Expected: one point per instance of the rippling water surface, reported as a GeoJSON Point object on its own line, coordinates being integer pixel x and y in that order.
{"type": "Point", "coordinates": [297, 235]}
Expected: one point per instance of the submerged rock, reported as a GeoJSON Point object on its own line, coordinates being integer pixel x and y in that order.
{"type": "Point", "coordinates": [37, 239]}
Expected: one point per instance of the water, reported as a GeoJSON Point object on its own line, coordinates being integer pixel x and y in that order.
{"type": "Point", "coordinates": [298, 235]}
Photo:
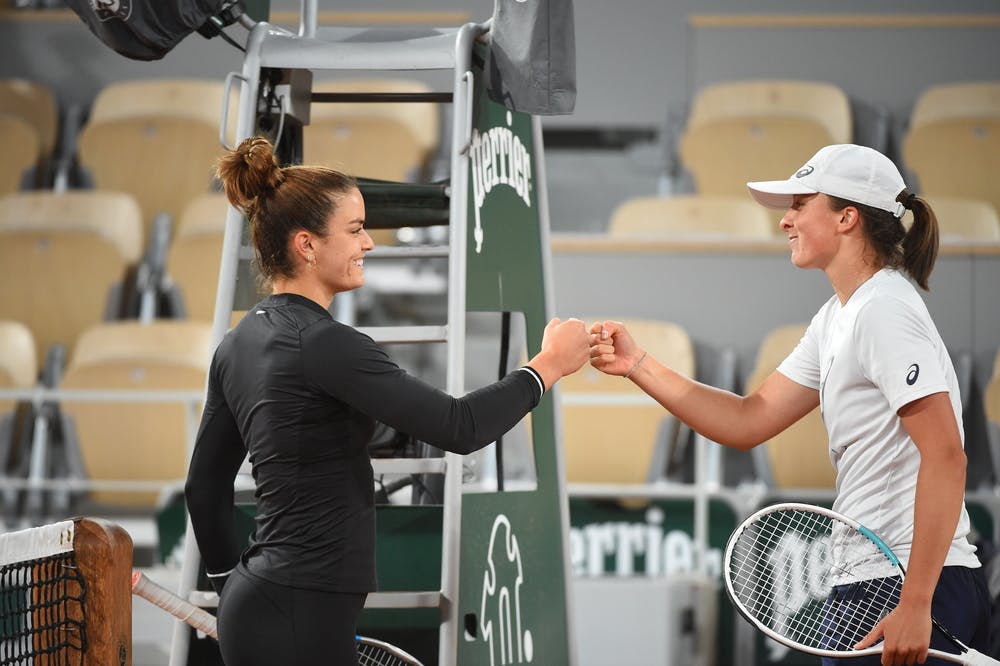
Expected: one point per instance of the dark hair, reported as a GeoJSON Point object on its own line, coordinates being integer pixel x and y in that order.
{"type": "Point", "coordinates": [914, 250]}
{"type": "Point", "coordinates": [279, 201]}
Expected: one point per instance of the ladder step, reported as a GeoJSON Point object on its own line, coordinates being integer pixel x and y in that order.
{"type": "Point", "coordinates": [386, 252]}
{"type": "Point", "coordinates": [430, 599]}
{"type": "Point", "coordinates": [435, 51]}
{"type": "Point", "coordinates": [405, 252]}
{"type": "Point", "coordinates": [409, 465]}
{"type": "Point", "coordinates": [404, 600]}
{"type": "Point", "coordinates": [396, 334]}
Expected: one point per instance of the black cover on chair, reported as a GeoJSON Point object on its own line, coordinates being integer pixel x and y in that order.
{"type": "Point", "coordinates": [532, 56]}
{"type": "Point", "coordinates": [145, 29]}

--------

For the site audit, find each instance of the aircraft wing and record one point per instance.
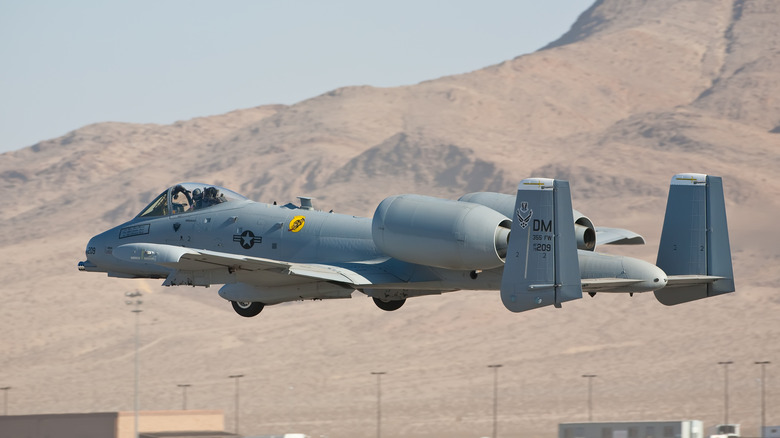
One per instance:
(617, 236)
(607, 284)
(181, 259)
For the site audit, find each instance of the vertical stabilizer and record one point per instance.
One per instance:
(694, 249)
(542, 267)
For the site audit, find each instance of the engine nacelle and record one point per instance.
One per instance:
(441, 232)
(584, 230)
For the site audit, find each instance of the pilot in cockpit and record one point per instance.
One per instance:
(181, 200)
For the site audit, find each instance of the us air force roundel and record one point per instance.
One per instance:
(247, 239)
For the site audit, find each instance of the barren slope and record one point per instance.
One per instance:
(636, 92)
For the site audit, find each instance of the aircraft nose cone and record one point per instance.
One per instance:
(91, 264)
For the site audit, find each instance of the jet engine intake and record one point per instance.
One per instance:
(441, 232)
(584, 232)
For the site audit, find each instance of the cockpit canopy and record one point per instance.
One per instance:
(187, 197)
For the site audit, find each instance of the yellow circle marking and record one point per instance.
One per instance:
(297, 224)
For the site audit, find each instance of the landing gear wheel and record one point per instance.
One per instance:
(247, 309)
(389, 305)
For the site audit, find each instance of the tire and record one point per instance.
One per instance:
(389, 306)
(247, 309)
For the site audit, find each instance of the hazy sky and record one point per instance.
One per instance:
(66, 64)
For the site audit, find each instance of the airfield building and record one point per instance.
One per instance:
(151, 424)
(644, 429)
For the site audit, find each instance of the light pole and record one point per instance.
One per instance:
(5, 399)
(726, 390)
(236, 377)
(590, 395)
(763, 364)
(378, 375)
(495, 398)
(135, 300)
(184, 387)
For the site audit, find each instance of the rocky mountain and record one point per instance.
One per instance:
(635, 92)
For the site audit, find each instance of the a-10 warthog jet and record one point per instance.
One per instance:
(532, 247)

--------

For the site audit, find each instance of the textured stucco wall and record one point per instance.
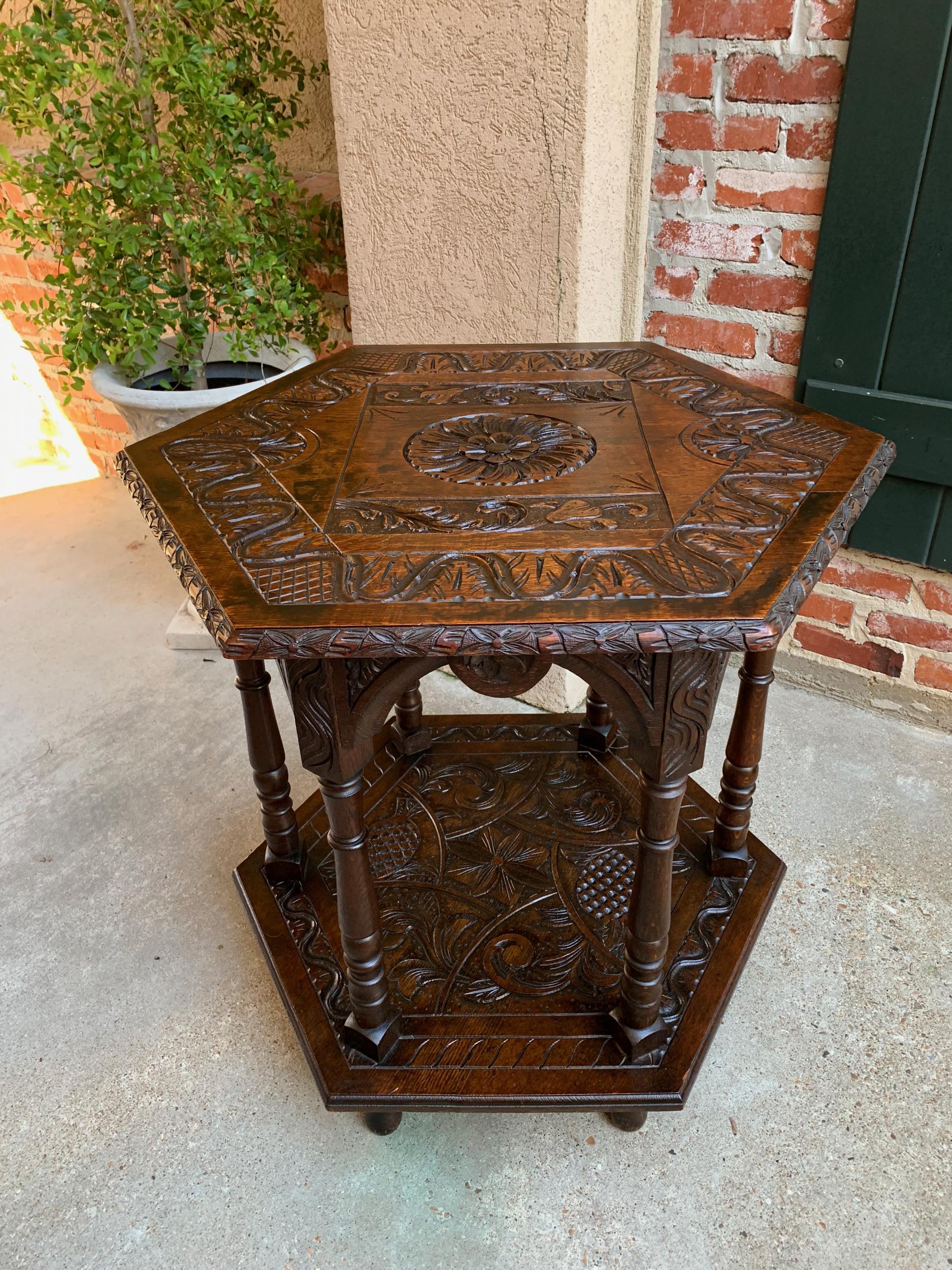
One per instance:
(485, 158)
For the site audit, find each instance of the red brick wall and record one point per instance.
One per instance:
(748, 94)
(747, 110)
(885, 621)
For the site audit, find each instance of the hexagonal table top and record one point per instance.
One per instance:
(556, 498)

--------

Task to complete: Each line in the data that holds the word "wall" must be copied.

Written answer:
For the site audit, find each instance of the textured stucco wall and record one point per instance.
For the site audit, find each instance of the red brick wall and record one point per instance.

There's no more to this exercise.